-- Begin --
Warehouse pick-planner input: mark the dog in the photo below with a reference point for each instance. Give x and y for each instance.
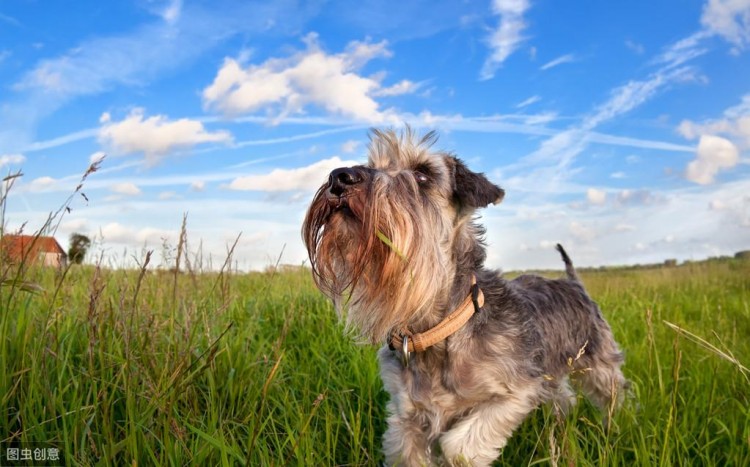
(466, 354)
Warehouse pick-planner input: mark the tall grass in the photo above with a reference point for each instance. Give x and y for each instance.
(187, 367)
(168, 368)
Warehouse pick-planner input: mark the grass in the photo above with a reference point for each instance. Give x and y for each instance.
(163, 368)
(185, 367)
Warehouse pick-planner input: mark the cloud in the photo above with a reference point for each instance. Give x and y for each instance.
(156, 136)
(568, 58)
(402, 87)
(11, 159)
(41, 184)
(528, 102)
(508, 36)
(350, 146)
(735, 125)
(125, 188)
(135, 57)
(97, 157)
(167, 195)
(303, 178)
(713, 154)
(635, 47)
(595, 196)
(172, 11)
(642, 197)
(286, 86)
(729, 19)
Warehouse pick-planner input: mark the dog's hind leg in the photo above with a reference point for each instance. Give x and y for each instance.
(478, 438)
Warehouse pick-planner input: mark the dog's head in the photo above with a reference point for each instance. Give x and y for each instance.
(385, 239)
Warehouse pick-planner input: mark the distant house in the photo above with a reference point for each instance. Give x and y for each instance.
(31, 249)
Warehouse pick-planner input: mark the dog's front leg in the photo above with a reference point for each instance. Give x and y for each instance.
(405, 443)
(405, 440)
(478, 438)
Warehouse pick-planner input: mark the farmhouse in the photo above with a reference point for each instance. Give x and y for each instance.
(32, 249)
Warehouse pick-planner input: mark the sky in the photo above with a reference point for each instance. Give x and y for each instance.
(619, 129)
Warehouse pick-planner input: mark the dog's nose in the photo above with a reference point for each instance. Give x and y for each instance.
(341, 179)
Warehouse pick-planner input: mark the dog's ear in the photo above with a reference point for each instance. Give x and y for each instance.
(473, 190)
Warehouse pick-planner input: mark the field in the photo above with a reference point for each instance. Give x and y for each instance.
(156, 367)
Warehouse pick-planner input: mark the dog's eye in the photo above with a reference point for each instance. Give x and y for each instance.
(421, 178)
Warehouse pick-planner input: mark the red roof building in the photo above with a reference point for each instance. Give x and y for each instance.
(30, 249)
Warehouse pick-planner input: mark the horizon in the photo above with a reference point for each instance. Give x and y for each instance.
(619, 134)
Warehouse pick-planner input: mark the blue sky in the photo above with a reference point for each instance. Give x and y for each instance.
(621, 129)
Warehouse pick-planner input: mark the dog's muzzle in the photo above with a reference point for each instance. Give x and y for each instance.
(341, 183)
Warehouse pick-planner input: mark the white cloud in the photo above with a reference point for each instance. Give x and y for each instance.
(285, 86)
(125, 188)
(42, 184)
(167, 195)
(637, 197)
(350, 146)
(582, 233)
(508, 36)
(97, 157)
(303, 178)
(11, 159)
(156, 136)
(735, 125)
(402, 87)
(717, 205)
(595, 196)
(728, 18)
(172, 11)
(568, 58)
(635, 47)
(528, 102)
(713, 153)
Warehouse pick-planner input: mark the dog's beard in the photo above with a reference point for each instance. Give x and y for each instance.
(370, 254)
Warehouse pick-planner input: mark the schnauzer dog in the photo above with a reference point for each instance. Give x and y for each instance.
(466, 354)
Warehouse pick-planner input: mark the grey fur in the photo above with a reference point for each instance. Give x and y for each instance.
(460, 400)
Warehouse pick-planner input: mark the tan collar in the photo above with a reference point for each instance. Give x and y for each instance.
(409, 342)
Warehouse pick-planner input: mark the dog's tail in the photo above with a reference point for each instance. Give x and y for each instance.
(569, 269)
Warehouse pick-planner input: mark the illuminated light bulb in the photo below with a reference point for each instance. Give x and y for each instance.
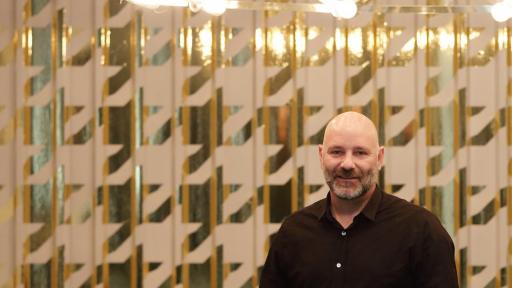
(214, 7)
(345, 9)
(195, 5)
(501, 11)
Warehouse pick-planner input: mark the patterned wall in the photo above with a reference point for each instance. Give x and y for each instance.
(144, 148)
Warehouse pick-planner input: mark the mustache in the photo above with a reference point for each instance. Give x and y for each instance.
(343, 173)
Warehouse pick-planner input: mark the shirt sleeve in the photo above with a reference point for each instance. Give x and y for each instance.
(434, 263)
(272, 274)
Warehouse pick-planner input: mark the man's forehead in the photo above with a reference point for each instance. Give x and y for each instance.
(352, 125)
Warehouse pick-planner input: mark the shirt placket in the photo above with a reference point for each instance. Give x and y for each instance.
(340, 261)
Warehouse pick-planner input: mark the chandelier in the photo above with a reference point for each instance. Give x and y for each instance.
(341, 9)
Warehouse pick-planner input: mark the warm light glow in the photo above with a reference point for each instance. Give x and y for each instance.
(206, 40)
(277, 42)
(258, 39)
(502, 38)
(355, 42)
(501, 11)
(345, 9)
(446, 40)
(214, 7)
(340, 39)
(300, 42)
(153, 4)
(29, 41)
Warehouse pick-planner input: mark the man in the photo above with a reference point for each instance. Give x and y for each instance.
(359, 236)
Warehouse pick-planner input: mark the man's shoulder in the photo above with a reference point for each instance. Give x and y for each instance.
(311, 212)
(404, 207)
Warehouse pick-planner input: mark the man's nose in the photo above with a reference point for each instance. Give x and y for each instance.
(348, 162)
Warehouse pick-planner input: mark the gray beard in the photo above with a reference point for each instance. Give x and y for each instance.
(366, 185)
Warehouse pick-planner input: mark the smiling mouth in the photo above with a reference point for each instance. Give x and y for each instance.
(346, 178)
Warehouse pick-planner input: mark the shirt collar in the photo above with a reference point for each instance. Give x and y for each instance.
(369, 211)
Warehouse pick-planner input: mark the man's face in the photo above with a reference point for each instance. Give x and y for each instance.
(350, 160)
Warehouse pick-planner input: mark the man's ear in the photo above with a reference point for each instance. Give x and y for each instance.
(320, 154)
(380, 157)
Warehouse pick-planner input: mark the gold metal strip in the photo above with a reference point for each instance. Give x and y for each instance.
(322, 8)
(27, 139)
(295, 27)
(255, 139)
(133, 149)
(106, 133)
(174, 59)
(185, 199)
(213, 145)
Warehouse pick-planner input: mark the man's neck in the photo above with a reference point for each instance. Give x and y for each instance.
(344, 211)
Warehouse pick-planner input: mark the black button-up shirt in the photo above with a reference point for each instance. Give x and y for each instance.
(391, 243)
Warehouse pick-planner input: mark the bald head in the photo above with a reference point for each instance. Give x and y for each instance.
(350, 156)
(355, 123)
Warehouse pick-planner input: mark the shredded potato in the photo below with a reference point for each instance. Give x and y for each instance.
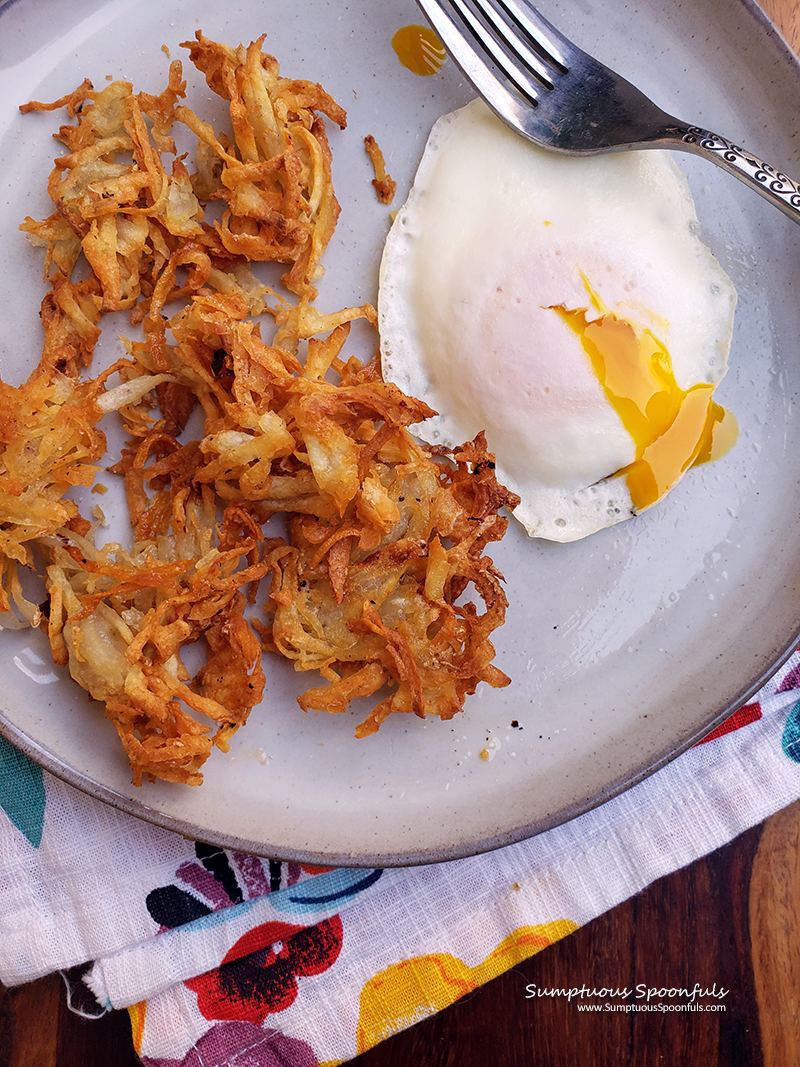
(368, 582)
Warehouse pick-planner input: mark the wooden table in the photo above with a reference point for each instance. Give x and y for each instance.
(732, 918)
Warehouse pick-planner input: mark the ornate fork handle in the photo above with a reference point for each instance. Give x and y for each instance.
(778, 188)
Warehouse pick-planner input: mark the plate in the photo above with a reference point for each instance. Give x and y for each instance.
(624, 649)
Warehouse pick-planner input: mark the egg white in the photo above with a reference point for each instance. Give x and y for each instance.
(496, 233)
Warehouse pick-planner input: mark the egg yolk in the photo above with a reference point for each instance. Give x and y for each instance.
(672, 428)
(419, 49)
-- End --
Retype all of these rows line for line, leaving out the pictures.

# EXERCISE SOLUTION
Warehouse pick-planner input: mark the dog in the photo below with a reference point for each instance. Give x and y for each instance.
(466, 354)
Warehouse pick-planner input: mark the tall grass in the photo above with a reference point for each instance. Give x and y for each instance.
(187, 367)
(168, 368)
Warehouse pick-planner input: mark the grass in the photo above with a reference point for each instance. Give x and y for each instance.
(163, 368)
(185, 367)
Warehouse pick-planner input: mark the cloud in the photo above with a reference point for each instance. Give x and y for each instance.
(156, 136)
(568, 58)
(402, 87)
(11, 159)
(41, 184)
(528, 102)
(508, 36)
(350, 146)
(735, 125)
(125, 188)
(135, 57)
(97, 157)
(167, 195)
(303, 178)
(713, 154)
(635, 47)
(595, 196)
(172, 11)
(642, 197)
(286, 86)
(729, 19)
Warehouse pick-planner input: mark the dog's hind leg in the photo above with a reference point for each instance. Give x and y for each instance.
(478, 438)
Warehouse pick-planner input: mark the dog's head in the photo above with a reference point for each instance. Give x and y for each instance.
(385, 239)
Warehouse pick-planner input: mark the distant house in the photo above with a reference point for each instance. Give x and y for each instance.
(31, 249)
Warehouse pick-planner input: mark the dog's front leg in the photo above with a reference point for each instance. Give x and y for each instance.
(405, 443)
(405, 440)
(478, 438)
Warehouse pick-planner input: mark the farmhouse in the photo above with a reference point for each instance. Give x and y for each instance.
(32, 249)
Warehouse pick-planner input: mark the sky in the photo above with a reference point for each instance. Give x and y for each instance.
(619, 129)
Warehouse pick-planner input: mark the dog's nose in the photo above with a reference point for each instance. Give x and y for each instance.
(341, 179)
Warehouse pick-planner input: mark the dog's ear in the photo above with a reference point for each instance. Give x and y for each instance.
(473, 190)
Warehouse pick-planner input: mark the field in the photo above with a reference point for each instance. Give x and y for each instance.
(156, 367)
Warehouse pick-planner input: mark the dog's eye in the photo above with a reference point for each instance. Give x and y for each instance.
(421, 178)
Warehouse pick-planner input: mark the red roof building in the photo above with a reference point for each instance. Give x and y for each instance.
(30, 249)
Warehouse pick-planner input: mark the horizon in the photo above with a reference point for each instance. Give x and y for each instance.
(619, 134)
Warehouse pick-planner input: mark the blue sky in the photo above with a reference point for each instance. Give x and y for each instance.
(621, 129)
Warehouse pick-planner input: mark the dog's muzzle in the photo above with a reference point for each instance. Give x and y for each instance.
(341, 183)
Warehouse pick-planner input: mark the white cloud in the photo above with a reference point for each instance. Give x and y for each instance.
(285, 86)
(125, 188)
(42, 184)
(167, 195)
(637, 197)
(350, 146)
(582, 233)
(508, 36)
(97, 157)
(303, 178)
(11, 159)
(156, 136)
(735, 125)
(402, 87)
(717, 205)
(595, 196)
(728, 18)
(172, 11)
(568, 58)
(635, 47)
(528, 102)
(713, 153)
Warehouse pick-planner input: mark the dog's beard in the photo above with a reference point for each instance. Give x and y for each instance.
(370, 254)
Warehouse pick-planner input: mark the schnauzer dog in the photo above with a reference point for each instance. Give x and y for each instance.
(466, 354)
Warehouse pick-planner input: mark the grey fur in the photo above with a reference point for each instance. Give x and y for each instance.
(460, 400)
Warehouse pick-planner input: mark the tan collar in the photo above with a reference point for each instance. Give x and y for each instance.
(409, 342)
Warehouse pick-planner input: mark the dog's tail in the photo above with a reference point for each instance. Give x and y for each instance.
(569, 269)
Warehouse pick-planner input: mark the illuminated light bulb in the photo below with a reference point for each instance. Give x and y for each instance.
(214, 7)
(345, 9)
(195, 5)
(501, 11)
Warehouse pick-planner input: mark the patterned wall in the photo above with a reference point for each instance. Give x and y for each instance.
(144, 148)
Warehouse pick-planner input: mark the mustache in the photo above with a reference point for each instance. Give x and y for each instance.
(343, 173)
Warehouse pick-planner input: mark the shirt sleeve in the photo above with a reference point for each instance. Give x and y for each instance.
(434, 263)
(272, 274)
Warehouse pick-planner input: mark the man's forehead in the photo above with a reference point for each instance. Give x and y for each instance.
(352, 125)
Warehouse pick-planner input: mark the shirt placket in the photo above with a reference point for each instance. Give x and y for each instance.
(340, 261)
Warehouse pick-planner input: mark the chandelier in the photo above with a reference point for each instance. Give x and y for each instance.
(341, 9)
Warehouse pick-planner input: mark the warm light glow in the photo above with a reference point for each instance. Give x and y for each instance.
(206, 40)
(277, 42)
(258, 39)
(502, 38)
(355, 42)
(501, 11)
(345, 9)
(446, 40)
(214, 7)
(340, 39)
(300, 42)
(153, 4)
(29, 41)
Warehouse pick-planner input: mark the man in the photo above with a reference point for each instance. Give x and y for each instance.
(359, 236)
Warehouse pick-planner input: mark the man's shoulder in the photo above with a reference point for each instance. Give x and y for each instance.
(311, 212)
(404, 207)
Warehouse pick-planner input: mark the man's nose in the photo above with a reference point for each instance. Give x and y for each instance.
(348, 162)
Warehouse pick-planner input: mark the gray beard in the photo above with a reference point for each instance. Give x and y for each instance.
(366, 185)
Warehouse pick-planner input: mark the smiling mouth in the photo above with a reference point for each instance. Give x and y for each instance.
(346, 178)
Warehouse pick-planner input: mark the shirt collar in the photo above with a reference point for each instance. Give x and y for each instance.
(369, 211)
Warehouse pick-planner input: mark the man's face in the photo above with a reference point for each instance. Give x and y for each instance.
(350, 160)
Warehouse pick-planner input: mark the man's ear in the photo above with a reference point for each instance. Give x and y for each instance.
(320, 154)
(380, 157)
Warehouse pick-planner input: mark the gold metal strip in the photo above with a reference point for each instance. Give x and y for each instance.
(322, 8)
(27, 139)
(295, 27)
(255, 139)
(133, 149)
(106, 133)
(174, 59)
(185, 199)
(213, 145)
Warehouse pick-planner input: mark the man's neck in the photo above with a reference point for each instance. Give x and y for each instance.
(344, 211)
Warehouse pick-planner input: mark the black button-up shirt in the photo above with a reference point for each instance. Give x and y for each instance.
(391, 243)
Warehouse pick-planner input: mark the bald head in the photo above with a reference point for each instance. Give x and y for each instance.
(350, 156)
(355, 123)
Warehouse pick-planner input: mark the shredded potato in the photo below with a reference point for each instance. Give x and y for each instance.
(368, 582)
Warehouse pick-planner input: mark the wooden table in the photo above with a reference point for each instance. Give x and y for each instance.
(732, 918)
Warehouse pick-planner input: mark the ornate fork handle in the photo above with a reference point for each instance. Give x and y for each instance.
(778, 188)
Warehouse pick-planner input: mark the plate in the photo above with a reference point for each instance. Give x and y for each instance.
(624, 649)
Warehouse pick-planner input: mark the egg white in the photo above with a reference point for each instance. Give x and y for each instance.
(496, 233)
Warehouse pick-planner input: mark the egg yolk in the photo above with a reference point for each instance. Give x and y for each instance.
(672, 428)
(419, 49)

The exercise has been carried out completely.